## What you will do
**1.** Translate this sentence from the outline on animal skeletons into Spanish: "An exoskeleton is an external covering composed of stiff material."
**2.** For each statement below, decide whether it agrees with the outline on animal skeletons. Answer yes or no, and quote the deciding words of the outline.
(a) Sponges have an endoskeleton.
(b) An exoskeleton is stronger than an endoskeleton.
(c) The exoskeletons of molluscs are made mostly of chitin.
**3.** Continue the outline on animal skeletons, picking up after its last point about the jointed exoskeleton of arthropods.

## Source document

***

39.1 Diversity of Skeletons
1. Three types of skeletons occur in the animal kingdom.
2. A hydrostatic skeleton occurs in cnidarians, flatworms, roundworms, and annelids.
3. An exoskeleton is found in molluscs and arthropods.
4. An endoskeleton is found in sponges, echinoderms, and vertebrates.
A. Hydrostatic Skeleton
1. A fluid-filled gastrovascular cavity or coelom can act as a hydrostatic skeleton.
2. It offers support and resistance to the contraction of muscles for motility.
3. Many animals have hydroskeletons.
a. Hydras use a fluid-filled gastrovascular cavity to support tentacles that rapidly contract.
b. Planarians easily glide over substrate with muscular contractions of body walls and cilia.
c. Roundworms have a fluid-filled pseudocoelom and move when their longitudinal muscles contracct against it.
d. Earthworms are segmented with septa dividing the coelom into compartments; circular and longitudinal muscles contract in each segment to coordinate elongation and contraction.
4. Animals with exoskeletons or endoskeletons move selected body parts by means of muscular hydrostats, i.e., fluid contained within certain muscle fibers assists movement of that part.
B. Exoskeletons and Endoskeletons
1. An exoskeleton is an external covering composed of stiff material.
a. Molluscs have exoskeletons that are predominantly calcium carbonate.
b. Insects and crustacea have jointed exoskeletons composed of chitin, a strong, flexible, nitrogenous polysaccharide.
c. The exoskeleton provides protection against damage from enemies and also keeps tissues from drying out.
d. Although stiffness provides support for muscles, the exoskeleton is not as strong as an endoskeleton.
e. The clam and snail exoskeletons grow with the animals; their thick nonmobile calcium carbonate shell is for protection.
f. The chitinous exoskeleton of arthropods is jointed and moveable.

***

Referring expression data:
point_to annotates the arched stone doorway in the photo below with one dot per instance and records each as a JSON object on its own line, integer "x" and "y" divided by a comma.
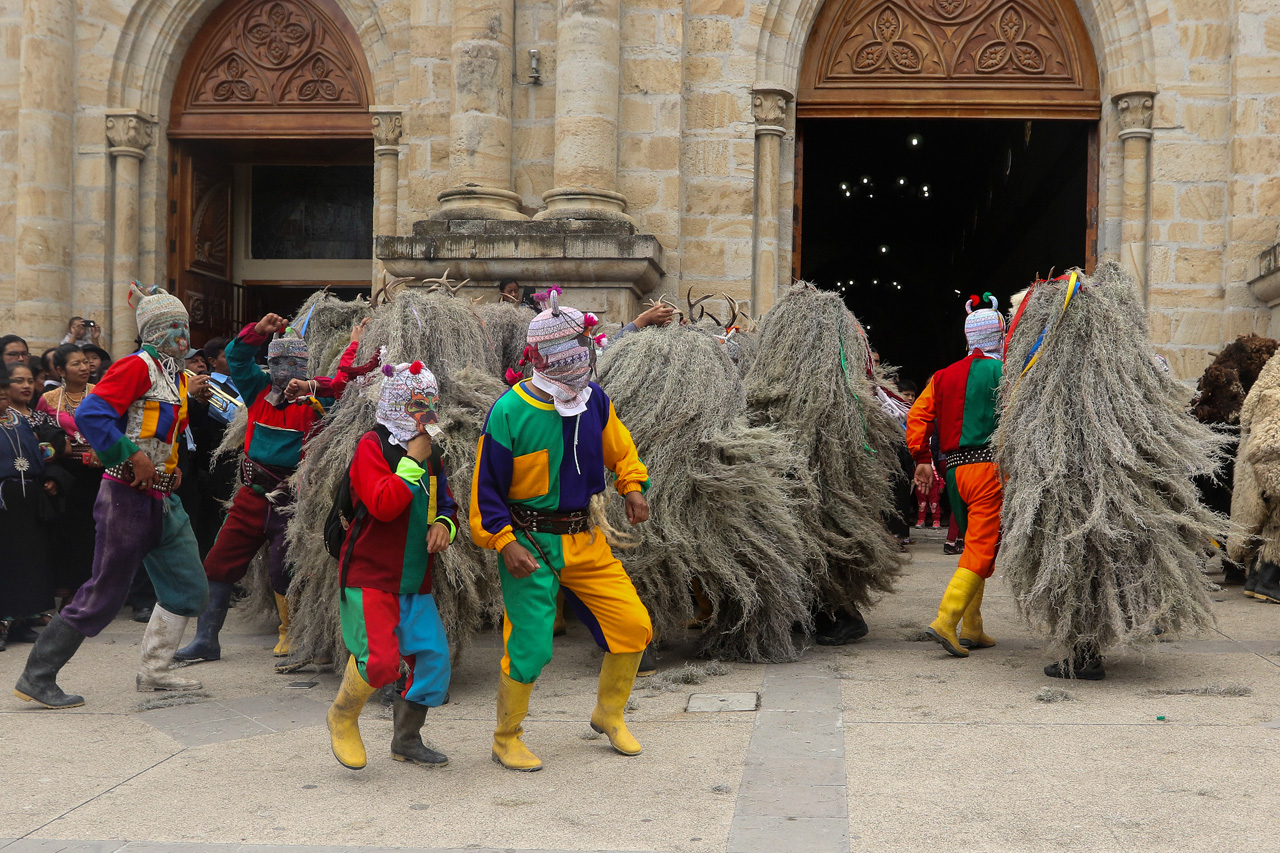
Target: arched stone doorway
{"x": 942, "y": 147}
{"x": 272, "y": 162}
{"x": 1114, "y": 62}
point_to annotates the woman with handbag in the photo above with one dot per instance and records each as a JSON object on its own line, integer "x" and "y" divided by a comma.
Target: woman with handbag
{"x": 76, "y": 532}
{"x": 24, "y": 578}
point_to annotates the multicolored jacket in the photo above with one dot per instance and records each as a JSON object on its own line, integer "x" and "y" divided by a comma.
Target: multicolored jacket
{"x": 963, "y": 401}
{"x": 533, "y": 456}
{"x": 275, "y": 433}
{"x": 387, "y": 548}
{"x": 136, "y": 406}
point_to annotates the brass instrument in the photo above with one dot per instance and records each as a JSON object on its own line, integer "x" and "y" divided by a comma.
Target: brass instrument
{"x": 222, "y": 401}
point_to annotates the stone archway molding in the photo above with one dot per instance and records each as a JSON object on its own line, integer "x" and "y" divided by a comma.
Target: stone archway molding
{"x": 1120, "y": 33}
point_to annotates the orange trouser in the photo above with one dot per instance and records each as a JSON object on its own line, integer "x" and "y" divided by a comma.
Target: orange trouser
{"x": 976, "y": 500}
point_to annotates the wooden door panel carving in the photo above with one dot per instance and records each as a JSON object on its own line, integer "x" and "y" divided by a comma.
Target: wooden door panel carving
{"x": 200, "y": 242}
{"x": 261, "y": 67}
{"x": 949, "y": 58}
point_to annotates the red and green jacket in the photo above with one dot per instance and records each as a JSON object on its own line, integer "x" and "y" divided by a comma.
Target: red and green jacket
{"x": 275, "y": 433}
{"x": 961, "y": 402}
{"x": 402, "y": 500}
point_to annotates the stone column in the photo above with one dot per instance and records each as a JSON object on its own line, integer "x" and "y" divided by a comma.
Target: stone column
{"x": 129, "y": 135}
{"x": 388, "y": 127}
{"x": 588, "y": 53}
{"x": 1136, "y": 114}
{"x": 769, "y": 106}
{"x": 42, "y": 204}
{"x": 480, "y": 126}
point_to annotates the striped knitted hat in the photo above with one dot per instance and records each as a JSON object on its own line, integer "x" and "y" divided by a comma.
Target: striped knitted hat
{"x": 562, "y": 350}
{"x": 287, "y": 343}
{"x": 984, "y": 327}
{"x": 156, "y": 310}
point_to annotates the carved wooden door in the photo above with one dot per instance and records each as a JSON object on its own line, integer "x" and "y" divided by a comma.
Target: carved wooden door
{"x": 200, "y": 241}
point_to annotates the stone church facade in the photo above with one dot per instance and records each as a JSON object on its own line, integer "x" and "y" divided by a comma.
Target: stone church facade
{"x": 624, "y": 147}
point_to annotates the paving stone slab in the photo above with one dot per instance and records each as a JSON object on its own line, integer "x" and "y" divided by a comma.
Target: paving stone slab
{"x": 714, "y": 702}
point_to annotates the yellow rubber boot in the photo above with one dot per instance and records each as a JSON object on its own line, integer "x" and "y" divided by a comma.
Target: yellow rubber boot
{"x": 508, "y": 749}
{"x": 961, "y": 589}
{"x": 617, "y": 675}
{"x": 282, "y": 606}
{"x": 970, "y": 625}
{"x": 344, "y": 719}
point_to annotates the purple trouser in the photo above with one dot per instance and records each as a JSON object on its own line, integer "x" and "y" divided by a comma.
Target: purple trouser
{"x": 135, "y": 529}
{"x": 251, "y": 521}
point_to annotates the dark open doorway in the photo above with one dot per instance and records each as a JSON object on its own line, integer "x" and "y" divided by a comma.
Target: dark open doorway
{"x": 909, "y": 217}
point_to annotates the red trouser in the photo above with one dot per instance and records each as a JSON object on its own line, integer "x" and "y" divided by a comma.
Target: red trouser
{"x": 251, "y": 521}
{"x": 977, "y": 497}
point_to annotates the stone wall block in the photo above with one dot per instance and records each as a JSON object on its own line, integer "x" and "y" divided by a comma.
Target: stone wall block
{"x": 1200, "y": 203}
{"x": 1198, "y": 265}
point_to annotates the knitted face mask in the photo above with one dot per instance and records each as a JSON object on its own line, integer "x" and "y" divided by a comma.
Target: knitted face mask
{"x": 563, "y": 354}
{"x": 408, "y": 402}
{"x": 284, "y": 368}
{"x": 173, "y": 341}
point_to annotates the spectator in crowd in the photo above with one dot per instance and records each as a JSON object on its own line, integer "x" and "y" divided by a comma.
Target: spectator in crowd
{"x": 14, "y": 349}
{"x": 24, "y": 583}
{"x": 82, "y": 332}
{"x": 76, "y": 530}
{"x": 46, "y": 361}
{"x": 99, "y": 360}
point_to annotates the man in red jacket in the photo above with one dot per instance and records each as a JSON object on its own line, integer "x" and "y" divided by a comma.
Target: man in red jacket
{"x": 405, "y": 516}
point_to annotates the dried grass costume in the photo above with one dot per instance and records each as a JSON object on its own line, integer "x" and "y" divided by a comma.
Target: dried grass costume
{"x": 810, "y": 378}
{"x": 1104, "y": 528}
{"x": 727, "y": 498}
{"x": 1255, "y": 514}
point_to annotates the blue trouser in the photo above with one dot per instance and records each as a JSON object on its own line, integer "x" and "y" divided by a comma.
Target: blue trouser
{"x": 382, "y": 629}
{"x": 135, "y": 529}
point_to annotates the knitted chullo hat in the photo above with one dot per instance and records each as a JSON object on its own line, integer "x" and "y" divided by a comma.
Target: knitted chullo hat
{"x": 156, "y": 309}
{"x": 288, "y": 343}
{"x": 984, "y": 327}
{"x": 562, "y": 350}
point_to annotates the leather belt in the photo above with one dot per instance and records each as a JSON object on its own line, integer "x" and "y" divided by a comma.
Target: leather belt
{"x": 123, "y": 471}
{"x": 970, "y": 455}
{"x": 255, "y": 474}
{"x": 566, "y": 524}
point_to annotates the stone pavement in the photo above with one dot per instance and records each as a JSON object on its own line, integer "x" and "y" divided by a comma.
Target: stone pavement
{"x": 887, "y": 744}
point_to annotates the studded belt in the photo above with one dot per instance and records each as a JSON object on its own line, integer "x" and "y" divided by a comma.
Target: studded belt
{"x": 560, "y": 523}
{"x": 123, "y": 471}
{"x": 970, "y": 455}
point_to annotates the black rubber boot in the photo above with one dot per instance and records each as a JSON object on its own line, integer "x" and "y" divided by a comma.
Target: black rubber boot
{"x": 841, "y": 629}
{"x": 407, "y": 735}
{"x": 1251, "y": 580}
{"x": 39, "y": 682}
{"x": 1269, "y": 583}
{"x": 1084, "y": 664}
{"x": 204, "y": 646}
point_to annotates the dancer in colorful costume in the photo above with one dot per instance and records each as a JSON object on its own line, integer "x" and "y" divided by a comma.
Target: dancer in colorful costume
{"x": 132, "y": 419}
{"x": 960, "y": 402}
{"x": 278, "y": 427}
{"x": 388, "y": 612}
{"x": 540, "y": 461}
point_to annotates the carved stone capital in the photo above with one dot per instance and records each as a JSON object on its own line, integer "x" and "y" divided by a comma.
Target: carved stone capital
{"x": 129, "y": 132}
{"x": 388, "y": 128}
{"x": 769, "y": 109}
{"x": 1137, "y": 110}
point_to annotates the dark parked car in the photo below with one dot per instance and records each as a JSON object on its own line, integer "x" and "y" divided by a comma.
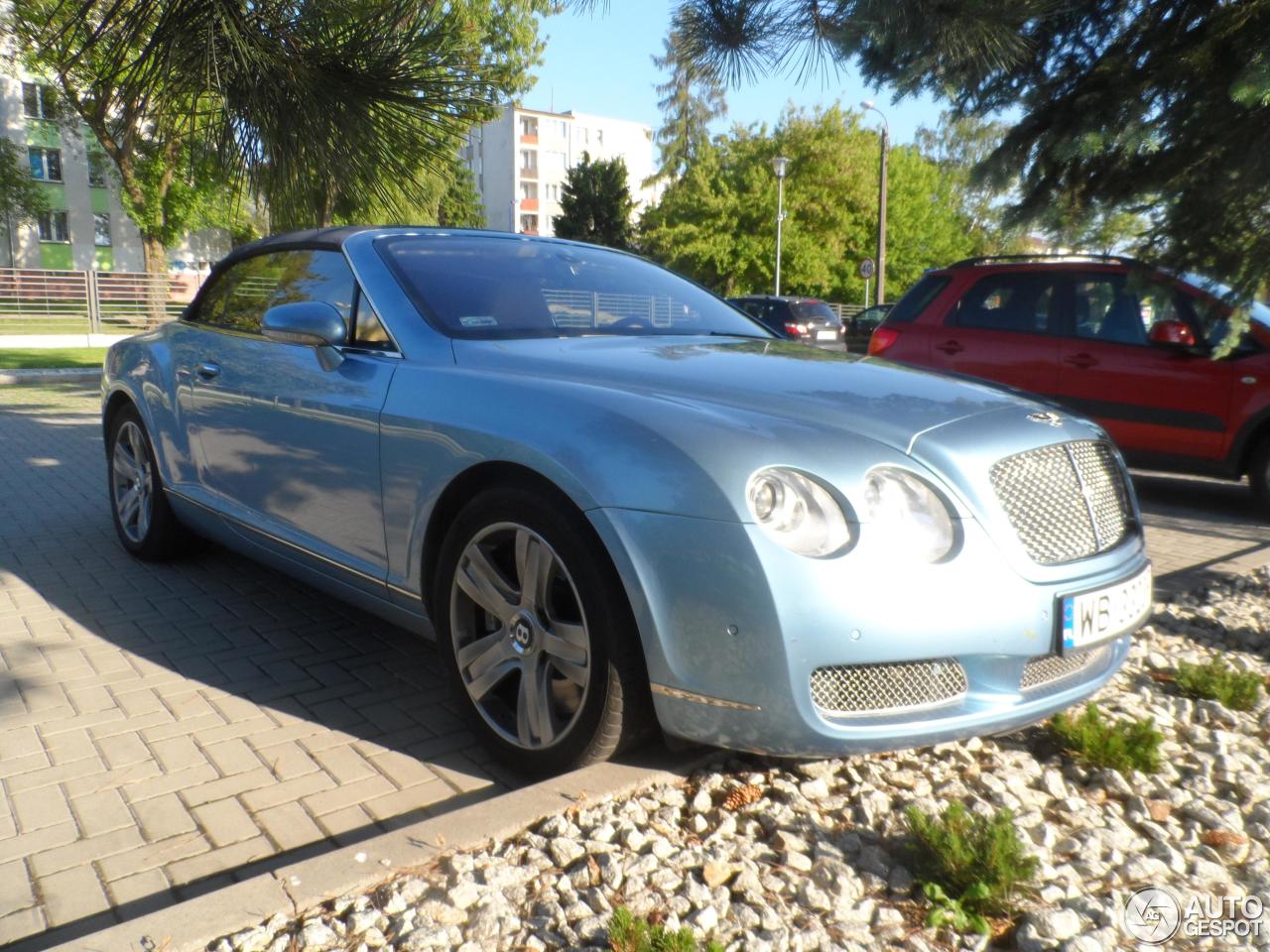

***

## Answers to the problems
**1.** Un exoesqueleto es una cubierta externa compuesta de material rígido.

**2.**
(a) Yes: "An endoskeleton is found in sponges, echinoderms, and vertebrates."
(b) No: "the exoskeleton is not as strong as an endoskeleton."
(c) No: "Molluscs have exoskeletons that are predominantly calcium carbonate."

**3.**
g. Arthropods must molt when their exoskeleton becomes too small; a molting animal is vulnerable to predators.
2. Vertebrates have an endoskeleton composed of internal bone and cartilage that grows with the animal.
a. The endoskeleton does not limit the space available for internal organs and it can support greater weight.
b. Soft tissues surround the endoskeleton to protect it; injuries to soft tissue are easier to repair.
c. Usually an endoskeleton has elements that protect vital internal organs.
d. The jointed exoskeleton of arthropods and endoskeletons of vertebrates allow flexibility and helped arthropods and vertebrates colonize land.
39.2 The Human Skeletal System
1. The skeletal system has the following functions that contribute to homeostasis:
a. Support of the body.
b. Protection of vital internal organs.
c. Site for muscle attachment.
d. Storage reservoir for ions.
e. Production of blood cells.
A. Bone Growth and Renewal
1. The prenatal human skeleton is cartilaginous; cartilage structures serve as “models” for bone construction.
a. The cartilaginous models are converted to bones when calcium salts are deposited in the matrix, first by cartilaginous cells and later by bone-forming cells called osteoblasts.
b. Conversion of cartilaginous models to bones is called endochondral ossification.
c. Some bones (e.g., facial bones) are formed without a cartilaginous model.
2. During endochondral ossification, there is a primary ossification center at the middle of a long bone; latter secondary centers form at the ends.
3. A cartilaginous growth plate occurs between primary and secondary ossification centers.
4. As long as the growth plate remains between the two centers, bone growth occurs.
5. The rate of growth is controlled by hormones, including growth hormone (GH) and sex hormones.
6. Eventually plates become ossified and bone stops growing; this determines adult height.
7. In adults, bone is continually being broken down and built up again.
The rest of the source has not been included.